What you will do -
Format the rows below as a two-column CSV with the headers text and answer, giving each row its own line. Put every field in double quotes, turn any line breaks into spaces, and leave the pictures out.

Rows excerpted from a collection
......

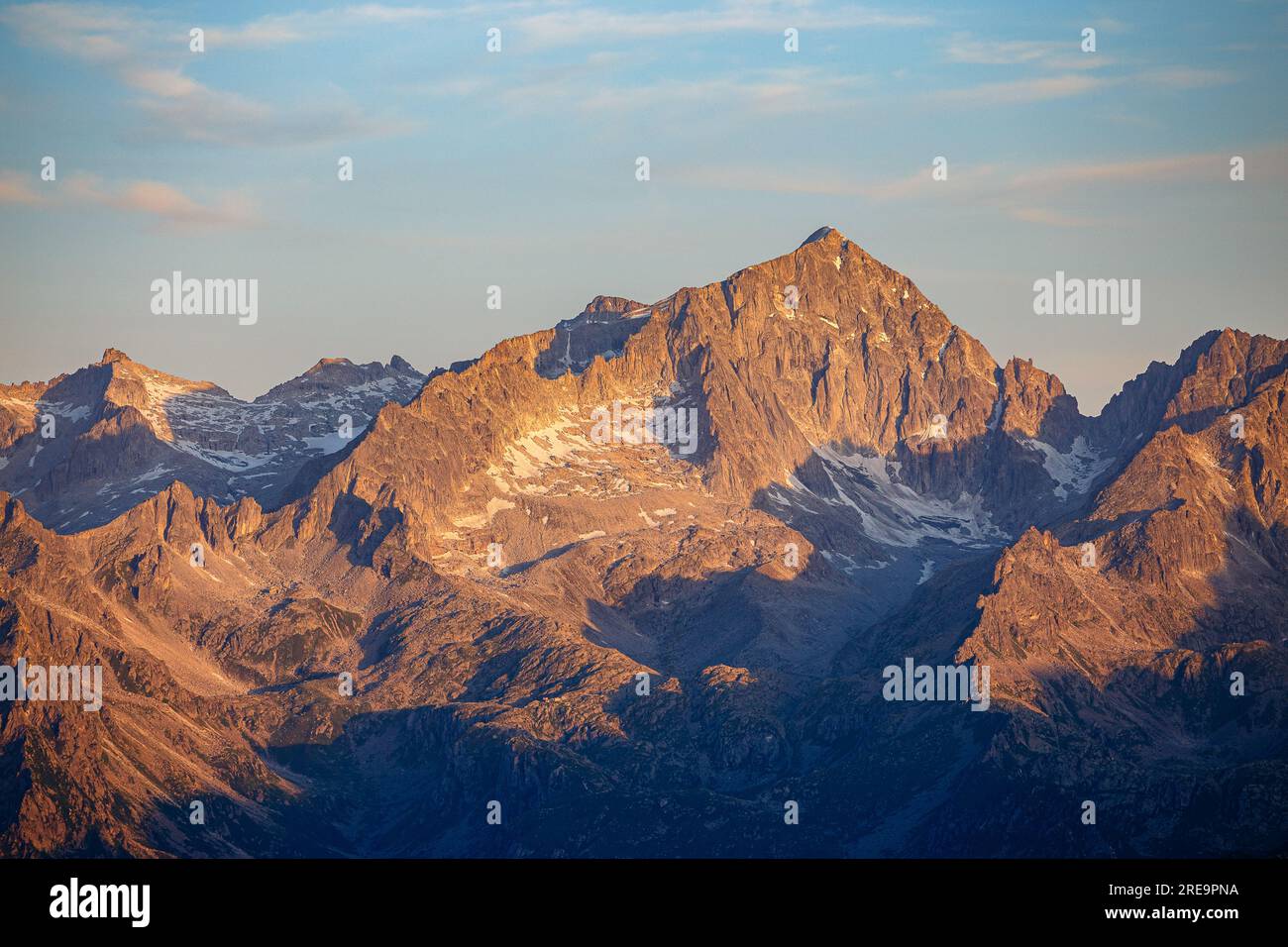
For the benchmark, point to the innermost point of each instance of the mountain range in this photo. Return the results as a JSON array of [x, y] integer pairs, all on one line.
[[443, 615]]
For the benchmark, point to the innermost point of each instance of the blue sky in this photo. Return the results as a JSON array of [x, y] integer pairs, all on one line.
[[518, 169]]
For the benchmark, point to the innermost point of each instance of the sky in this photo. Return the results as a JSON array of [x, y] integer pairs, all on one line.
[[518, 169]]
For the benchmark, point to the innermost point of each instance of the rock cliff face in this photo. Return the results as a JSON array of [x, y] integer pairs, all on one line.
[[88, 446], [647, 641]]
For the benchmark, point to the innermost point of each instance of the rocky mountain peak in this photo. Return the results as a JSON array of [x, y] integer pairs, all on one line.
[[111, 356]]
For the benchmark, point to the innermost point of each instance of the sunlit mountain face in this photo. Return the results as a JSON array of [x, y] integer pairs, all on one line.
[[785, 565]]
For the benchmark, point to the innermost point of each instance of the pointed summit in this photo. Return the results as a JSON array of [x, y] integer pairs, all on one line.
[[822, 235]]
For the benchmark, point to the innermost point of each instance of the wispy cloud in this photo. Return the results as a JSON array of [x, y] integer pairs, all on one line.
[[1021, 90], [151, 198], [580, 24], [145, 56], [314, 25]]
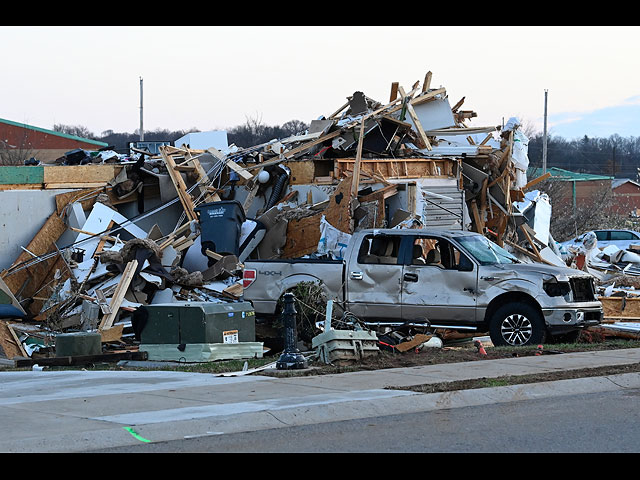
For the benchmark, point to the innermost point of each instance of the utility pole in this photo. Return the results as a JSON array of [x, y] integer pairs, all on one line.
[[141, 128], [544, 138]]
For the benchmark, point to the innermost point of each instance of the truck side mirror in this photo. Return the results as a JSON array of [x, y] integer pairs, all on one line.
[[465, 265]]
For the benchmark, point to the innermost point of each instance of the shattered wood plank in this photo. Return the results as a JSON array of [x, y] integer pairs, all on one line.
[[416, 120], [385, 192], [339, 213], [234, 289], [112, 334], [80, 174], [252, 194], [302, 236], [535, 181], [10, 345], [239, 170], [181, 187], [64, 199], [118, 296], [82, 359], [524, 229], [24, 282], [346, 104], [417, 340]]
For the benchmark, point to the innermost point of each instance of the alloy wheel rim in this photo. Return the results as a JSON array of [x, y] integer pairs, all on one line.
[[516, 329]]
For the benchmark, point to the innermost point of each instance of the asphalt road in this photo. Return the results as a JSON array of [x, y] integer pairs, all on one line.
[[601, 422]]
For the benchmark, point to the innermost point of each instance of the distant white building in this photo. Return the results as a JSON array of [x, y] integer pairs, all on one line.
[[203, 140]]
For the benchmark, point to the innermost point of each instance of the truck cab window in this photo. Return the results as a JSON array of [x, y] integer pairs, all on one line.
[[379, 249], [436, 252]]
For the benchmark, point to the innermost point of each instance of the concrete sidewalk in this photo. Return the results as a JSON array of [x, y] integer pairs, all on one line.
[[74, 411]]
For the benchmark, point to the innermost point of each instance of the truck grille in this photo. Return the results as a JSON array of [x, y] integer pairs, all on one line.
[[582, 288]]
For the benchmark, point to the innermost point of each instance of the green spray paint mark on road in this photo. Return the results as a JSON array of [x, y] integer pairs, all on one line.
[[135, 434]]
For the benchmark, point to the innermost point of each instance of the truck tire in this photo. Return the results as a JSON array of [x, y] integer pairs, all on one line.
[[517, 324]]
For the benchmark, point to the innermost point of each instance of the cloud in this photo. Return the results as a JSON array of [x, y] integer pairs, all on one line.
[[619, 119]]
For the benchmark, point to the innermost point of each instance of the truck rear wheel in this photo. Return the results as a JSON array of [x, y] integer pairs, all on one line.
[[517, 324]]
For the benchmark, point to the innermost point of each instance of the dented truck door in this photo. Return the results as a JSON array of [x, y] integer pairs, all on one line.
[[373, 277], [439, 282]]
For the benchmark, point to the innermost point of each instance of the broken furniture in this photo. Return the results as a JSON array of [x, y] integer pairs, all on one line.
[[344, 346]]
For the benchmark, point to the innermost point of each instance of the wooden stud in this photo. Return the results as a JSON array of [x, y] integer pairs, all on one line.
[[118, 295], [394, 91], [427, 82]]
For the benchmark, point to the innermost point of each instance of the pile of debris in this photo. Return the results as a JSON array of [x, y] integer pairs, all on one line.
[[410, 162]]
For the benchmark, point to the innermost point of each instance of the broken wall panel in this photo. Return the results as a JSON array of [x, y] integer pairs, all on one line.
[[24, 282]]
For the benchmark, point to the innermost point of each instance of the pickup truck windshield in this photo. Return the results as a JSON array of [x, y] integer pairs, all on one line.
[[485, 251]]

......

Solution for this exercise -
text,answer
"For the benchmark, point to the innermost point of each instance of the mountain range in this photo. Return the results as a JSON array of [x, y] integer pairs, all on one line.","[[443, 615]]"
"For the benchmark, point to the innermost point of each instance of the blue sky in this photo. Return the results as a JSON array of [x, y] integer pairs, all on one line.","[[518, 169]]"
"For the benchmark, point to the innermost point of each instance of the sky in this photo. Return the results as a JSON array of [x, y] integer pairs, all on one line.","[[518, 169]]"
"For the benchmark, point to the innermost point of each instance of the rock cliff face in this photo. Return the results as a JSON array of [x, y] integer pairs, all on one line.","[[88, 446], [647, 641]]"
"For the benchmark, point to the innermost point of each instance of the rocky mountain peak in this photo. Return the results as a JSON array of [x, y] integer pairs, all on one line.","[[111, 356]]"
"For the benchmark, point to the innermost point of each instance of the sunlit mountain face in this photo. Return the results as a JSON array of [x, y] integer pairs, all on one line.","[[785, 565]]"
"For the benchmark, point to the innermost point of each instance of the pointed summit in this photo. Return the results as a JSON array of [x, y] integer pairs, all on one line.","[[822, 235]]"
"For the benchmark, point to the innermost point of each instance of the wispy cloud in this photo. Return the results as a JSON array of [x, y] integer pairs, all on one line.","[[1021, 90], [151, 198], [580, 24], [145, 56], [314, 25]]"
"For the benchmark, point to the innermost point of each instance of the utility pole in this photo. Return the results as a JSON array of [x, y] integer pairs, all on one line.","[[141, 128], [544, 138]]"
"For the benchmark, point to the innermost point of each instance of the truck side mirror in this photo. Return the results as a JSON array of [x, y] integer pairs, all on one line.","[[465, 265]]"
"For the benchmark, point to the innermost point of each instance of the shattered wood plank in this photo. Return the results as a JSON array of [x, y] integer pairs, all on one line.","[[416, 120], [385, 192], [339, 213], [234, 289], [112, 334], [80, 174], [252, 194], [302, 236], [535, 181], [10, 345], [239, 170], [181, 187], [64, 199], [118, 296], [82, 359], [524, 229], [24, 282], [346, 104], [417, 340]]"
"For the benchmark, point to the innermost point of each instance of the alloy wheel rim in this photo. Return the results as a JSON array of [x, y] integer pairs, all on one line.","[[516, 329]]"
"For the benchmark, point to the innermost point of each instance of the asphalt road in this photo. Return the results as a JSON array of [x, y] integer pairs, all on one line.","[[601, 422]]"
"For the benchmark, point to the innermost point of each instance of the distant white building in this photo. Return the results as a JSON array of [x, y] integer pairs, all on one line.","[[203, 140]]"
"For the benchmark, point to the innermost point of each instance of the truck cab window in this photo. Return the results as a JSON array of [x, y] integer pairs, all on one line.","[[379, 249], [436, 252]]"
"For the benchmark, point to the innermost point of each instance of the concrete sidewalk in this photo. Return the results as a JSON array of [x, y] integer pairs, all on one line.","[[74, 411]]"
"For the benchmark, point to the innermost point of each instance of the truck grille in this photo. Return the results as a JSON array of [x, y] integer pairs, all on one line.","[[582, 288]]"
"For the benchmark, point to the innermost point of each instance of the green spray paint mark on road in this photo. Return the results as a JSON array of [x, y] integer pairs, all on one line.","[[135, 434]]"
"For the benchmark, point to the innermost point of each instance of the truck tire in this photo. Return the results as a JSON array of [x, y] integer pairs, all on one line.","[[517, 324]]"
"For the benchmark, point to the innermost point of each instance of the cloud in this photo. Return the results as a JSON array of [x, y] integer pairs, all on one line.","[[619, 119]]"
"For the benchmark, point to the innermost point of each instance of the truck rear wheel in this photo. Return the results as a JSON array of [x, y] integer pairs, all on one line.","[[517, 324]]"
"For the benchmark, point to the innermost point of each instance of the dented truck door in this photo. Return the results as a JSON array of [x, y] integer pairs, all on one line.","[[373, 277], [439, 282]]"
"For the benchmark, point to the innermost point of each instance of the broken furniture in this photo. Return the results as a JSON array of [x, y] integer pairs, all on one line.","[[344, 346]]"
"For the benchmark, point to the innermost point of each instance of the wooden stud in this photo. Return the results as a JSON array of [x, y] integer pairs, all on one line.","[[118, 295], [394, 91], [427, 82]]"
"For the benchmark, point to the innermost point of each instance of the pile of debris in this photo. Return the results as a JSON array of [x, y] integer pairs, all on one line.","[[410, 162]]"
"For the benchmark, point to the innermost point of each instance of the broken wall panel in this photo. Return the results as a JSON array of [x, y] integer pairs, all on one line.","[[24, 282]]"
"For the benchmark, point to the innermost point of each instance of the pickup truck windshield in this photo. Return the results as a JSON array of [x, y] integer pairs, all on one line.","[[485, 251]]"